本との新たな出会いを願って、図書館で働く職員が新人からベテランまで交替でオススメ本を紹介します。大阪府立中央図書館の幅広い蔵書をお楽しみください。

2017年2月20日版

ぼくが宇宙人をさがす理由』(鳴沢真也/著 旬報社 2012.8)

「ずばり、きみは宇宙人がいると思いますか?」ときかれたら、どう答えるでしょうか。

この質問に対して、同じ科学者である天文学者と生物学者では答えが違います。天文学者のほとんどは、宇宙人、すなわち地球外知的生命は存在すると考えています。その理由は、宇宙にある星の数です。太陽と同じ恒星だけでも「世界じゅうの海岸にある砂粒の総計よりまだ多い数」があります。まさにその数は天文学的数字で、これだけの星の数があれば、きっとどこかに知的生命はいるだろうと考えるわけです。

エントリー一覧 ->

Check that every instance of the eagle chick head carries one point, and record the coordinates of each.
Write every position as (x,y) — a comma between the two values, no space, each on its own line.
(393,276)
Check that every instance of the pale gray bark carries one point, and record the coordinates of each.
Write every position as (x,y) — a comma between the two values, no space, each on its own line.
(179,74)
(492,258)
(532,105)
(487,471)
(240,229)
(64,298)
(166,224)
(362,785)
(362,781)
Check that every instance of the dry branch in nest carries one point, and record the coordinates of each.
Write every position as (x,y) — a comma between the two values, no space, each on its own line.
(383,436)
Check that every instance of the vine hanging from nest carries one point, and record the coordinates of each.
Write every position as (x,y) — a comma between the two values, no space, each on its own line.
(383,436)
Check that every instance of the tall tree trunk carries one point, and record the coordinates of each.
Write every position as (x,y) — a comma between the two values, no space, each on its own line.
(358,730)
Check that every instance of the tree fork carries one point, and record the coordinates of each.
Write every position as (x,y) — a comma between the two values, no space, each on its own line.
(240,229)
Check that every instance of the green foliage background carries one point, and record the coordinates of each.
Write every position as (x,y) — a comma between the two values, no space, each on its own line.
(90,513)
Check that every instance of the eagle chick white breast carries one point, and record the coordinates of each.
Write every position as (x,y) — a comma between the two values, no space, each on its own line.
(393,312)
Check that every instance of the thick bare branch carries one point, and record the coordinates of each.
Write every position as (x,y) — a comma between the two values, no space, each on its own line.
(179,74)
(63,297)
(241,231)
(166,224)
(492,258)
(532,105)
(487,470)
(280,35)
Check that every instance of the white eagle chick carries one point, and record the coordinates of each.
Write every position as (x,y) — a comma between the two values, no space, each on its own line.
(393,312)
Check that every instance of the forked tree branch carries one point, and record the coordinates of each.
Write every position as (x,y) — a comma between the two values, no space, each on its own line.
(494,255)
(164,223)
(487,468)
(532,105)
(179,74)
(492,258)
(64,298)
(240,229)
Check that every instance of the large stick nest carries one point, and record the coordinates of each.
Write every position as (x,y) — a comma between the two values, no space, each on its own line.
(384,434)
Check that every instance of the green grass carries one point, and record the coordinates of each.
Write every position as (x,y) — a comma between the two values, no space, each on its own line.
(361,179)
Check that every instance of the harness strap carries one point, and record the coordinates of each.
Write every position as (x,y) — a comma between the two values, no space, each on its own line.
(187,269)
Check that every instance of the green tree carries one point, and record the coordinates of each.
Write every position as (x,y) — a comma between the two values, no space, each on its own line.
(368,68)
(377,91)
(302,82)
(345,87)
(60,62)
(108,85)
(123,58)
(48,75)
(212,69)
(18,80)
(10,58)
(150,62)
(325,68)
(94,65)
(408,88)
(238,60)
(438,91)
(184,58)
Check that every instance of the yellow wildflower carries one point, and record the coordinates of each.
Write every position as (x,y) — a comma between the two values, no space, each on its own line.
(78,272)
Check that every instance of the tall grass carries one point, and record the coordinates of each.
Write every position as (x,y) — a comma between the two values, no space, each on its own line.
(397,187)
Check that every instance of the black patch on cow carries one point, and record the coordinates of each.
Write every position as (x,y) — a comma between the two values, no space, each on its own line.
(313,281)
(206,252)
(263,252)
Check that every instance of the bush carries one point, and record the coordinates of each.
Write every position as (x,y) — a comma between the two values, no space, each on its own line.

課題の要件 -> ページ抜粋の「本との新たな出会いを願って、」から「いるだろうと考えるわけです。」までを、一字一句違えずに書き写してください。 これらのエントリーはページ抜粋とは関係がありません。

解答 ->
本との新たな出会いを願って、図書館で働く職員が新人からベテランまで交替でオススメ本を紹介します。大阪府立中央図書館の幅広い蔵書をお楽しみください。

2017年2月20日版

ぼくが宇宙人をさがす理由』(鳴沢真也/著 旬報社 2012.8)

「ずばり、きみは宇宙人がいると思いますか?」ときかれたら、どう答えるでしょうか。

この質問に対して、同じ科学者である天文学者と生物学者では答えが違います。天文学者のほとんどは、宇宙人、すなわち地球外知的生命は存在すると考えています。その理由は、宇宙にある星の数です。太陽と同じ恒星だけでも「世界じゅうの海岸にある砂粒の総計よりまだ多い数」があります。まさにその数は天文学的数字で、これだけの星の数があれば、きっとどこかに知的生命はいるだろうと考えるわけです。